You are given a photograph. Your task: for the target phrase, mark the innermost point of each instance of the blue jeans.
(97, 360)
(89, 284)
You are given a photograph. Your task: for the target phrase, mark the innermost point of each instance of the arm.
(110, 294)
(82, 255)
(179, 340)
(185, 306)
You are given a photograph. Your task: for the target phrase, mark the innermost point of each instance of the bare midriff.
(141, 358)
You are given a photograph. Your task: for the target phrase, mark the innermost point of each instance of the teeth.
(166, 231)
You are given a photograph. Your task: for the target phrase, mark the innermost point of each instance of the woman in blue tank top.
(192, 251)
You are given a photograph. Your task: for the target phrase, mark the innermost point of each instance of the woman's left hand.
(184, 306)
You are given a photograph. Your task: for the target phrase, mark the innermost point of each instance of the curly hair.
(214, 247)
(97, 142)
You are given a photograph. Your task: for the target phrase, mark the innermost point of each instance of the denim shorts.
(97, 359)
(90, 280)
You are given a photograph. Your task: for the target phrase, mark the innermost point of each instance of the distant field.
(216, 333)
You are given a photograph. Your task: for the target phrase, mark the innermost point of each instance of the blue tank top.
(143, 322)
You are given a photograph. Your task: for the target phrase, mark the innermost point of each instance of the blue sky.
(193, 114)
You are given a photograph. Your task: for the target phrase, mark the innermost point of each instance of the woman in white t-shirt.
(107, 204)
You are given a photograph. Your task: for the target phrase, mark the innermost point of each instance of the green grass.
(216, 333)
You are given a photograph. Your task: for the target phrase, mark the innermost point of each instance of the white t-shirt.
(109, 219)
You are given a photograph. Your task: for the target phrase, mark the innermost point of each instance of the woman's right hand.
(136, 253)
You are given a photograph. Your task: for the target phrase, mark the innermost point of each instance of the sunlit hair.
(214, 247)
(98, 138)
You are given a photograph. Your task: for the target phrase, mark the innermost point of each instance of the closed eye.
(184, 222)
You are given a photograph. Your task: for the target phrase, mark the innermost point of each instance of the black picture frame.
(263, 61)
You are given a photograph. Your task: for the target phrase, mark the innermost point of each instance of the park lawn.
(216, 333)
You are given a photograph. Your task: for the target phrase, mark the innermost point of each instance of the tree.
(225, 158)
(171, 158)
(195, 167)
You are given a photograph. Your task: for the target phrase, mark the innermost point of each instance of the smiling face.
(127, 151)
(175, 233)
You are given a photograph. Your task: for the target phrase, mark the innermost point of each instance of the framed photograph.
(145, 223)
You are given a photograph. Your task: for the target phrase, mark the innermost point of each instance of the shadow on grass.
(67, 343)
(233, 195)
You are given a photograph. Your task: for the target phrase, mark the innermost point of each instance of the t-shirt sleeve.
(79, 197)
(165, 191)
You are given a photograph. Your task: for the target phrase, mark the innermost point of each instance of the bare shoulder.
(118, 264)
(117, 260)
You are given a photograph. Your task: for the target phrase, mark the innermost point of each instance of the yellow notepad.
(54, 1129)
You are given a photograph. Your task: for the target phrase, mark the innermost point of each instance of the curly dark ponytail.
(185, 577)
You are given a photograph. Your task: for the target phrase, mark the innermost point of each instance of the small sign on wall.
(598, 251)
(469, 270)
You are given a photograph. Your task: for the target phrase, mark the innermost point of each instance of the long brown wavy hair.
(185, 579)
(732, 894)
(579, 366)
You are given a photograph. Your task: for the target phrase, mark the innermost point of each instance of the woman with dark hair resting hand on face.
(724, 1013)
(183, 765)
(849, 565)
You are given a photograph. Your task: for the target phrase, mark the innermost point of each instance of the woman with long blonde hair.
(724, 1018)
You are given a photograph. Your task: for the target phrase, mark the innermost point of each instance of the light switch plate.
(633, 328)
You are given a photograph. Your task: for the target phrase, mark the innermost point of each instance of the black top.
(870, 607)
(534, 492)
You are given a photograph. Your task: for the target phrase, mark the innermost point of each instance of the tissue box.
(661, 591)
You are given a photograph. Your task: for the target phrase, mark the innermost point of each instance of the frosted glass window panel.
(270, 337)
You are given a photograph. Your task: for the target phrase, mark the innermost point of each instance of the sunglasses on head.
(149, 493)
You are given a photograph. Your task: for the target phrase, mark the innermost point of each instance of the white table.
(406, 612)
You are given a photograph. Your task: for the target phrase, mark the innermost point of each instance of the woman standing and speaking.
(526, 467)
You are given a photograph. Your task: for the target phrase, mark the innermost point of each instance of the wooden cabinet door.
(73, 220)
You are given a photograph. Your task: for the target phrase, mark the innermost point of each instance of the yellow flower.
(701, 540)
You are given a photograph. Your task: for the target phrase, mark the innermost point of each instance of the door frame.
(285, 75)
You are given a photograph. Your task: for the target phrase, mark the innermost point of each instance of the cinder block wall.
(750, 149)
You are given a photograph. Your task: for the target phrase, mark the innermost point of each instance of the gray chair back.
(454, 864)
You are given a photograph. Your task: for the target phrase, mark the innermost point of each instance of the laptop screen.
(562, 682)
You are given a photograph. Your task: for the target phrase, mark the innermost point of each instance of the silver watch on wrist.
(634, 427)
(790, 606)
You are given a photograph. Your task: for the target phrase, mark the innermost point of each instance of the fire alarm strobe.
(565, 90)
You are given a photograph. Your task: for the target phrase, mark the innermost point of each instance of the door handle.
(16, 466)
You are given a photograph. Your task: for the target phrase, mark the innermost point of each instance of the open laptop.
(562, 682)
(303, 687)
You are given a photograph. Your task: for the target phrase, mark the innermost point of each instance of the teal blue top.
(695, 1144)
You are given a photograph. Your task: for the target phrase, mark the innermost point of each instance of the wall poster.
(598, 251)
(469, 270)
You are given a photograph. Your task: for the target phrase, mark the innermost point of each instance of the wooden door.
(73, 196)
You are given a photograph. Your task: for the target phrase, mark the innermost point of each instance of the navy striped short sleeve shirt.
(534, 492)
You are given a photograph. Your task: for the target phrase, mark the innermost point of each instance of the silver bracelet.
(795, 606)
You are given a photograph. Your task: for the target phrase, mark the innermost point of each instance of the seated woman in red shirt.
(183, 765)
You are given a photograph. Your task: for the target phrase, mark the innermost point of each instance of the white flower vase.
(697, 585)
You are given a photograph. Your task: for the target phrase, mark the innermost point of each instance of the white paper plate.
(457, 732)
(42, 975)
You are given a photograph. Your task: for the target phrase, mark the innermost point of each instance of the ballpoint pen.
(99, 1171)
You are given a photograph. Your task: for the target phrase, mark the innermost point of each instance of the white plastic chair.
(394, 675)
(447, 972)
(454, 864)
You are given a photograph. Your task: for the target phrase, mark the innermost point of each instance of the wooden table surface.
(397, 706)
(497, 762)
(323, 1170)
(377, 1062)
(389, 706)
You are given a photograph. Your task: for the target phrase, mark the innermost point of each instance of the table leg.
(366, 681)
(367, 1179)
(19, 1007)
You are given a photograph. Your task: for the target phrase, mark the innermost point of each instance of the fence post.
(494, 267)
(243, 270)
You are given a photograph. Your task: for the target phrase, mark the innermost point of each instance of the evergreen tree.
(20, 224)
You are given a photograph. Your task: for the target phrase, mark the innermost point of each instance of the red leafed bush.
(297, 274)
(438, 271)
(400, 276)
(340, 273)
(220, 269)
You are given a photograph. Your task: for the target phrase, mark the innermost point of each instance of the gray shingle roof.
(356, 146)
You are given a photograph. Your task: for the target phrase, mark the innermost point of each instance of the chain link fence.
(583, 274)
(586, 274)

#### [Task to complete]
Your response should consist of the listing, reproduced exactly.

#### [Answer to this task]
You are given a photograph. Your task: for the target phrase, mark the innermost point of each instance of the blue jeans.
(97, 360)
(89, 284)
You are given a photograph. Your task: for the target phrase, mark the innermost point of each instance of the arm.
(110, 294)
(82, 255)
(179, 340)
(185, 306)
You are given a photograph. Your task: for the target phrase, mark the innermost point of each instance of the bare midriff.
(141, 358)
You are given a photograph. Your task: for the target phrase, mark the innermost point of each instance of the teeth.
(166, 231)
You are given a photograph. Your task: for the target phrase, mark the innermost point of each instance of the woman in blue tank top.
(192, 251)
You are given a photograph. Your task: for the target phrase, mark the innermost point of each instance of the woman's left hand.
(184, 306)
You are given a photograph. Your task: for the target phrase, mark the innermost point of each instance of the curly hair.
(214, 247)
(97, 142)
You are given a photograph. Your task: for the target phrase, mark the innermost point of each instance of the denim shorts.
(97, 359)
(90, 280)
You are given a photograph. Your task: for the target phrase, mark the innermost point of each instance of the distant field.
(216, 333)
You are given a photograph. Your task: for the target phrase, mark the innermost point of each instance of the blue tank top.
(143, 322)
You are given a photograph. Your task: for the target phrase, mark the innermost point of each instance of the blue sky.
(193, 114)
You are given a photograph. Your task: for the target phrase, mark the innermost point of each instance of the woman in white t-shirt.
(107, 204)
You are given a photograph. Your task: for the target phrase, mark the innermost point of each instance of the green grass.
(216, 333)
You are given a photograph. Your task: for the target phrase, mark the innermost point of each instance of the white t-shirt.
(109, 219)
You are given a photograph. Your task: for the target phrase, mark the innermost point of each instance of the woman's right hand.
(136, 253)
You are given a photograph. Your task: for the target phrase, mark the innermost point of each instance of the sunlit hair.
(214, 247)
(98, 138)
You are given a photograph. Your task: for the target phrase, mark the innermost point of each instance of the closed eye.
(184, 222)
You are given a photograph. Your task: for the target phrase, mark the innermost point of each instance of the black picture frame.
(263, 61)
You are given a photograph. Your task: for the target phrase, mark the innermost point of each instance of the park lawn.
(216, 333)
You are given a photograph. Your task: for the target phrase, mark the innermost point of each instance of the tree.
(225, 158)
(171, 158)
(195, 167)
You are given a photograph. Your task: for the target phrase, mark the innermost point of each instance of the smiling face.
(127, 151)
(175, 233)
You are given a photograph. Your task: for the target phrase, mark the innermost point of each instance of the framed photograph.
(145, 223)
You are given a photograph. Your task: for the target phrase, mark the innermost point of each instance of the shadow on grass.
(67, 343)
(233, 195)
You are given a photograph. Your task: for the target phrase, mark the innermost point of each instance of the t-shirt sleeve.
(79, 197)
(165, 191)
You are given a photograph. Your task: for the target phrase, mark the innermost point of each instance of the bare shoulder.
(118, 264)
(117, 260)
You are given a photograph. Your task: for the target phrase, mark the innermost point of each instance of the yellow notepad.
(54, 1129)
You are given a photograph. Your task: for the target phrase, mark the innermost point of each instance of the curly dark ponytail.
(185, 577)
You are given a photograph. Your task: for the target phrase, mark the innermost point of each instance of the small sign on wall.
(598, 251)
(469, 270)
You are given a photograph. Your task: for the target phrase, mark the innermost point of each instance of the long brown wavy hair.
(185, 579)
(732, 894)
(579, 366)
You are given a photograph. Your task: for the target phrase, mark the innermost point of each instance of the woman with dark hair resting hand on face.
(724, 1013)
(183, 765)
(849, 565)
You are given a photograph. Your task: for the target phrase, mark the innermost point of each instance of the woman with long blonde hair.
(724, 1018)
You are given a photograph. Your task: for the target phrase, mark the innermost point of each instance of the light switch plate.
(633, 328)
You are given a photograph. Your task: for the target phrase, mark the innermost point of each instance of the black top.
(870, 607)
(534, 492)
You are given a photograph. Your task: for the target phrase, mark the innermost point of each instance of the tissue box.
(661, 591)
You are given a photograph. Your task: for the target phrase, mark the innermost point of each instance of the frosted glass window panel.
(270, 337)
You are given a photograph. Your task: for the target phrase, mark the innermost point of each instance of the sunglasses on head.
(149, 493)
You are given a photograph. Your task: for the target phrase, mark the innermost point of each instance of the white table.
(406, 612)
You are given a photograph. Your task: for the target phrase, mark the innermost point of each instance of the woman standing and speaking.
(526, 467)
You are given a photograph. Your task: for the target phrase, mark the innermost point of each instance of the wooden cabinet door.
(73, 220)
You are given a photograph. Your task: for the target phrase, mark the innermost point of each instance of the yellow flower.
(701, 540)
You are given a photograph. Your task: for the target phrase, mark the innermost point of each instance of the door frame.
(285, 75)
You are given a photograph. Your task: for the target phrase, mark the innermost point of each instance of the cinder block wall.
(750, 149)
You are given a photograph. Your task: for the target phrase, mark the innermost point of each instance of the gray chair back.
(454, 864)
You are given a photograph. Your task: for the target phrase, mark the innermost point of each instance of the laptop screen.
(562, 682)
You are given a photograph. Your task: for the target phrase, mark the innermost point of each instance of the silver watch on wrist.
(634, 427)
(790, 606)
You are given a photograph. Your task: for the target phrase, mark the innermost point of each instance of the fire alarm strobe.
(565, 90)
You are given a photograph. Your task: for the target phrase, mark the innermost point of each instance of the door handle.
(16, 466)
You are given a photograph. Your task: for the target phrase, mark the innermost point of each instance of the open laptop.
(562, 682)
(303, 687)
You are given a photograph. Your task: for the target phrase, mark the innermost point of each instance of the teal blue top.
(695, 1144)
You are given a photograph. Your task: for the target phrase, mark the innermost point of each instance of the wall poster.
(598, 251)
(469, 270)
You are given a photograph. Your task: for the target phrase, mark the innermost point of each instance of the wooden door.
(73, 196)
You are given a photograph. Your task: for the target phrase, mark the innermost point of each instance of the navy striped short sleeve shirt.
(534, 492)
You are given a photograph. Your task: for the target phrase, mark the innermost point of each instance of the silver bracelet.
(795, 606)
You are given a photograph. Your task: for the target phrase, mark the innermost point of each instance of the seated woman in red shirt.
(183, 765)
You are given a photograph. Your task: for the target phrase, mark the innermost point of each instance of the white flower vase.
(697, 585)
You are given a photograph. Your task: for the target phrase, mark the innermost point of each instance of the white paper plate.
(457, 732)
(42, 975)
You are given a photograph. Your task: for the target phrase, mark the innermost point of each instance of the ballpoint pen.
(99, 1171)
You are given a photograph. Your task: for the target phrase, mark the innermost point of each instance of the white plastic chair.
(394, 675)
(447, 972)
(454, 864)
You are given a photograph. Your task: for the target phrase, mark the innermost point of each instance of the wooden table surface.
(397, 706)
(497, 762)
(323, 1170)
(377, 1062)
(389, 706)
You are given a photograph. Your task: for the target phrase, mark the innermost point of each instance of the table leg.
(366, 681)
(367, 1179)
(19, 1007)
You are given a photograph. Your task: for the target phrase, mark the innermost point of each instance of the fence post.
(494, 267)
(243, 270)
You are given a photograph. Your task: for the target phrase, mark the innermost point of each instance of the evergreen tree.
(20, 224)
You are given a photograph. Your task: for the target phrase, mark the innermost point of each instance of the red leafed bush.
(297, 274)
(438, 271)
(400, 276)
(340, 273)
(220, 269)
You are given a photograph. Your task: for the target phrase, mark the innermost point of each instance of the gray shingle roof.
(356, 146)
You are given a photograph. Your task: for the target phrase, mark the innermost point of each instance of the chain link fence.
(583, 274)
(586, 274)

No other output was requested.